Exercise: Pick out each line below that contains the word "point", and copy every such line in full.

---------- Excerpted data

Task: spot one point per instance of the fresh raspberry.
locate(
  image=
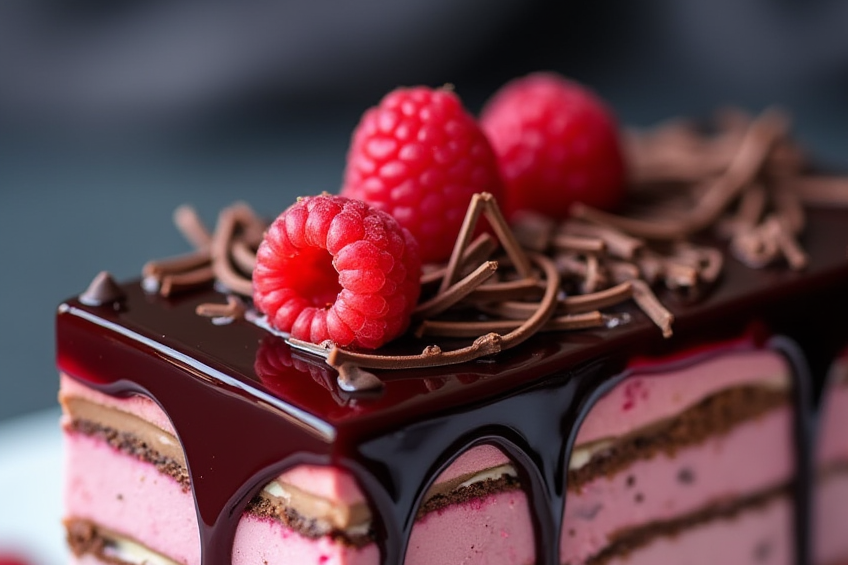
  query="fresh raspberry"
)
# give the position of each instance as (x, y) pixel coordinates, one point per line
(335, 268)
(556, 144)
(421, 157)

--------------------

Solution for this exercise:
Task: spot one point per instance of the fresh raspberry.
# give the position of each instance as (x, y) pixel coordinates, one point per line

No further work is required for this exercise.